● What is required: Please copy exactly the lines that begin with the one containing "the boy with" and end with the last line of the entries.

[Natural language region descriptions]
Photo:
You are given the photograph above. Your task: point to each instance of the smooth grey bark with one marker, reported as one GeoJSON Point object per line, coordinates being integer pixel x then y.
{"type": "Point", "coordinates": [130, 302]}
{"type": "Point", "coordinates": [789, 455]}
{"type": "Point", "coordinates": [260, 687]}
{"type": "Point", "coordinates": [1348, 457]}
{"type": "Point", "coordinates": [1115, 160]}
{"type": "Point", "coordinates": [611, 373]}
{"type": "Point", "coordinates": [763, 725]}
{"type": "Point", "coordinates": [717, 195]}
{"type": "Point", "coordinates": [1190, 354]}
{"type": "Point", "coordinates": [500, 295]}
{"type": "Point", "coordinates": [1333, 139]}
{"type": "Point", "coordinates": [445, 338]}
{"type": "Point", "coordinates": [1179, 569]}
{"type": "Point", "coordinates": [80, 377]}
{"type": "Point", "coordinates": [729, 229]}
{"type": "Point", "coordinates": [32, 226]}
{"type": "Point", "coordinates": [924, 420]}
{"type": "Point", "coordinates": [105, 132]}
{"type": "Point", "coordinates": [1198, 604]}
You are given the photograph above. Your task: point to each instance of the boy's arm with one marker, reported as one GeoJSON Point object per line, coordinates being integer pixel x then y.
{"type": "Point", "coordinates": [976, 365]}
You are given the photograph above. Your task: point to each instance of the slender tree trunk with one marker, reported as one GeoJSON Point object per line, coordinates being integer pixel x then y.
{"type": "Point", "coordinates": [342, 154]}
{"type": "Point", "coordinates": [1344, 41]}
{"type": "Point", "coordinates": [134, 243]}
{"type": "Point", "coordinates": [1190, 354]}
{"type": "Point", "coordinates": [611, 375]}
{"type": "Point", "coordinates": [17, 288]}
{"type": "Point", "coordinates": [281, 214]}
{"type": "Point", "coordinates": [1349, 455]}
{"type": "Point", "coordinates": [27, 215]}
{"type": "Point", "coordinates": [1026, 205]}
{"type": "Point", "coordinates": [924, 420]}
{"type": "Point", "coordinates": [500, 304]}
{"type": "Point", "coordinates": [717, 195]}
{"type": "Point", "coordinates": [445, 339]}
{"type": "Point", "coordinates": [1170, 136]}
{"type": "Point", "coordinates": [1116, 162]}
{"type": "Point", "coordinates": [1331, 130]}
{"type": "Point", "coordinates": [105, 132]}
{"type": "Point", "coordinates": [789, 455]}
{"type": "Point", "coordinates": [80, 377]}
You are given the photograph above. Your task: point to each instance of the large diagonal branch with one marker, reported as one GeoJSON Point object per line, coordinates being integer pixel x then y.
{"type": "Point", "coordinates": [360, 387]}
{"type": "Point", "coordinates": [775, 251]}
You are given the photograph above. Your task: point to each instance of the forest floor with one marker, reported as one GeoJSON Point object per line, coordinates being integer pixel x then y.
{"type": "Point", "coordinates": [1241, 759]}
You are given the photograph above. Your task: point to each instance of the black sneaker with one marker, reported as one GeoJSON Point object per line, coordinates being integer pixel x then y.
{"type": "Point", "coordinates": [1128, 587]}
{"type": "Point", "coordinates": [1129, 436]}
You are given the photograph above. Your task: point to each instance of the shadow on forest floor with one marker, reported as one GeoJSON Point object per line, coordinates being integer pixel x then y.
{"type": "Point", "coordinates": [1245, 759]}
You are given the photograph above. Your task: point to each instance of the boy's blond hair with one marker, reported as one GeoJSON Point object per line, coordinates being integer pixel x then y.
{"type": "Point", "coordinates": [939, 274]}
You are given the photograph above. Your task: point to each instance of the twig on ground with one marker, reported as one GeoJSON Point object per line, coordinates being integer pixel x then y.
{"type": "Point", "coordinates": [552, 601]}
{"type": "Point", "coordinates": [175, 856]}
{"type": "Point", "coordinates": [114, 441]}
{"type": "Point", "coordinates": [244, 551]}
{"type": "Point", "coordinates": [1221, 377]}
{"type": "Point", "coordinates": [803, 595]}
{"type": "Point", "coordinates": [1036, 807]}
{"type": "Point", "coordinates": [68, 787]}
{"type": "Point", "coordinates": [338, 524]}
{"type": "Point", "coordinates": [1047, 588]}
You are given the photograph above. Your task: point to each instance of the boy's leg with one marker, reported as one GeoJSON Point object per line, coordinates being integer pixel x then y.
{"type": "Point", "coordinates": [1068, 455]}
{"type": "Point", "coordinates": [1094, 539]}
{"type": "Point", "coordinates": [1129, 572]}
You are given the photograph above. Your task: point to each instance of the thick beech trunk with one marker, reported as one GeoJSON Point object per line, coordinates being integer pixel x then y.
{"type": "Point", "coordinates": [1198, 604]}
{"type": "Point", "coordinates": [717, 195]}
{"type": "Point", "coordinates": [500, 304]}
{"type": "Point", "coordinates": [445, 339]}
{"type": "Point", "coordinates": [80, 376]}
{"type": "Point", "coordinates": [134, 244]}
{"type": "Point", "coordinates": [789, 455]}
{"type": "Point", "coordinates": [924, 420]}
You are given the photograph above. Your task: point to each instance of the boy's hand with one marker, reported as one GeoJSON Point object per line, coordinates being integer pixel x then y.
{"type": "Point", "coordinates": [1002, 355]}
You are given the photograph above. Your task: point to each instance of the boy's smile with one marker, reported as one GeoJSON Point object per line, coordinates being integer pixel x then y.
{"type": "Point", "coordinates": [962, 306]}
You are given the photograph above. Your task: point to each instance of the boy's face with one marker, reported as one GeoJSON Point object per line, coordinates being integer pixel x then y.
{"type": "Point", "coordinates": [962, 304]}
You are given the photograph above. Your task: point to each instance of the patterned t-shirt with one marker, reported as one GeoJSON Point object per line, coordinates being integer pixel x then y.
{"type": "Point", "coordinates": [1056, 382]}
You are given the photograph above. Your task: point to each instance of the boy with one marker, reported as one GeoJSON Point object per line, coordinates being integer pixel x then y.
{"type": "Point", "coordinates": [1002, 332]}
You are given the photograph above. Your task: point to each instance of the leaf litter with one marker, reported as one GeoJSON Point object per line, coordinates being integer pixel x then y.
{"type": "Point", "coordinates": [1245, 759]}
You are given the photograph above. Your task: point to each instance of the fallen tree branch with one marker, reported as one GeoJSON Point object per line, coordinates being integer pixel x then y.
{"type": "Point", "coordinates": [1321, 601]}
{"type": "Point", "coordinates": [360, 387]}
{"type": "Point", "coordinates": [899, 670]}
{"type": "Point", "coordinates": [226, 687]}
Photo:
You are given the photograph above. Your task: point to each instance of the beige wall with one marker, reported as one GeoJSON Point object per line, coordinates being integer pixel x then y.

● Solution to this problem:
You are given the photograph above. Your task: point to each instance of the boy with one marker, reported as one GeoJSON Point object per line, coordinates being integer pixel x then y.
{"type": "Point", "coordinates": [1002, 332]}
You are given the photograph above. Your task: point to each instance of the leaf litter with one marker, reported as one GeoJSON Point object per line, coordinates being integer pixel x then y.
{"type": "Point", "coordinates": [1245, 759]}
You are given the photograph above. Your task: point to each instance of the fallen tree branch with one marker, reported as one GeoJSON Point object per line, coordinates being integer pixel x then y.
{"type": "Point", "coordinates": [1321, 601]}
{"type": "Point", "coordinates": [360, 387]}
{"type": "Point", "coordinates": [899, 670]}
{"type": "Point", "coordinates": [226, 687]}
Photo:
You are given the photograph above. Your task: point to each instance of the beige wall with one marker, reported as one GeoJSON Point object per line, coordinates being integer pixel x then y.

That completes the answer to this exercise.